Focus on Leadership: Jane Rohde is a change-maker for senior living – Oct 2019

Interview by Jessica Chevalier

Jane Rohde, founder and principal of JSR Associates, has dedicated her career to advocating for those without a voice, particularly seniors, and to de-institutionalizing elder care.

Currently, Rohde is establishing a non-profit in support of her Live Together model, which brings elders, families and at-risk youth together in an intergenerational community that emulates a small town. At the center of that town, The Engagement Center functions as a gathering place for members to meet, interact and form bonds. Rohde points out that Live Together isn’t futuristic or conceptual but rather a return to the basics of how communities used to function.

Rohde also recently accepted a position as technical consultant for the Resilient Floor Covering Institute (RFCI). In addition, she has devoted a great deal of her time and expertise to the development of residential healthcare and sustainability standards.

In 2015, Rohde received the first Changemaker Award for Environments for Aging from The Center for Health Design. In 2018, she received the ASID Design for Humanity Award and was also recognized as an honorary alumnus of Clemson University’s architecture and health program, for her significant intellectual and material contribution to the graduate program, where she teaches.

Rohde lives and works in Baltimore County, Maryland and served as a volunteer parent for two girls, who are now grown.

Q: We were surprised to hear about your new technical role with the RFCI. How did it come to be, and why were you drawn to the position?
A:
I have been working in the sustainability and healthcare fields for many years and, since 1999, have collaborated with the RFCI on various speaking events, consulting projects, product development projects, research-all kinds of things.

□ □ □ □ □

TASKS:
1. Answer each question from the Jane Rohde interview.
(a) What role does The Engagement Center serve in the Live Together model?
(b) What award did Rohde receive in 2015, and from whom?
(c) Since what year has Rohde collaborated with the RFCI?
2. List every honor the Jane Rohde interview says Rohde has received.

SOURCE MATERIAL:

□ □ □ □ □

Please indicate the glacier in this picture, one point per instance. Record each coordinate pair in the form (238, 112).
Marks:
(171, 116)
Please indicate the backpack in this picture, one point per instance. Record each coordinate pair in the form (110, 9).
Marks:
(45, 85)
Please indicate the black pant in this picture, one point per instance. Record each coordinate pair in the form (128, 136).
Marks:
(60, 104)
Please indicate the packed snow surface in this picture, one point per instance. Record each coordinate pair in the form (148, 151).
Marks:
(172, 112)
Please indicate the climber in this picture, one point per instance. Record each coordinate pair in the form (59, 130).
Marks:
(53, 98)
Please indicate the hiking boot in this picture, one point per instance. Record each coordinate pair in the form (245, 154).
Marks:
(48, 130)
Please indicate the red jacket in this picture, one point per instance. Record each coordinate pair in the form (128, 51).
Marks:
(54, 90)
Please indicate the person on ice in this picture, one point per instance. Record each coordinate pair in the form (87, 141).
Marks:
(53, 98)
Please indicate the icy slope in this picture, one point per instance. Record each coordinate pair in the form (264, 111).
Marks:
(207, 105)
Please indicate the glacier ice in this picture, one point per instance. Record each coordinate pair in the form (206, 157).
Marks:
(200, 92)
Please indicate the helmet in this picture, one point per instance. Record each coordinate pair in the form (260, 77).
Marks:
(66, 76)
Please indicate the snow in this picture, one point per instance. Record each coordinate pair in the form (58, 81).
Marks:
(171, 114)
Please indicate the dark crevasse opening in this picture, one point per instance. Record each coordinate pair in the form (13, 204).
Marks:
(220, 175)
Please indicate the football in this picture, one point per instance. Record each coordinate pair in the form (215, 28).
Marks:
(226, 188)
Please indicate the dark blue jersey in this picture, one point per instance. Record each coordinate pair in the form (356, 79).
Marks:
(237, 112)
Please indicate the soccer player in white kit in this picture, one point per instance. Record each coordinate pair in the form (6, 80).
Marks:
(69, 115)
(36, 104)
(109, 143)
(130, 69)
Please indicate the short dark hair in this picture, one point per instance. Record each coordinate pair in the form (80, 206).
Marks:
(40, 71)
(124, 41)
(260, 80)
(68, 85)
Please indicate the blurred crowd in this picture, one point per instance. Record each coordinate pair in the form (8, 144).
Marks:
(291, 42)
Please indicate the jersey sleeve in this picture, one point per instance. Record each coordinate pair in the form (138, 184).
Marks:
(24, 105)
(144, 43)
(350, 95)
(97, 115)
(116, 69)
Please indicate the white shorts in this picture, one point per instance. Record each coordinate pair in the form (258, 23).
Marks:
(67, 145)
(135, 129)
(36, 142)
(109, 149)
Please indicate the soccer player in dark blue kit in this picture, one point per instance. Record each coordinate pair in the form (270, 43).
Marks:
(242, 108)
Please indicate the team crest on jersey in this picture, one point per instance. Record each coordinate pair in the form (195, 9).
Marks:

□ □ □ □ □

EXPECTED OUTPUTS:
1.
(a) It serves as a gathering place where members meet, interact and form bonds.
(b) The first Changemaker Award for Environments for Aging, from The Center for Health Design.
(c) Since 1999.

2.
- The first Changemaker Award for Environments for Aging from The Center for Health Design (2015)
- The ASID Design for Humanity Award (2018)
- Recognition as an honorary alumnus of Clemson University's architecture and health program (2018)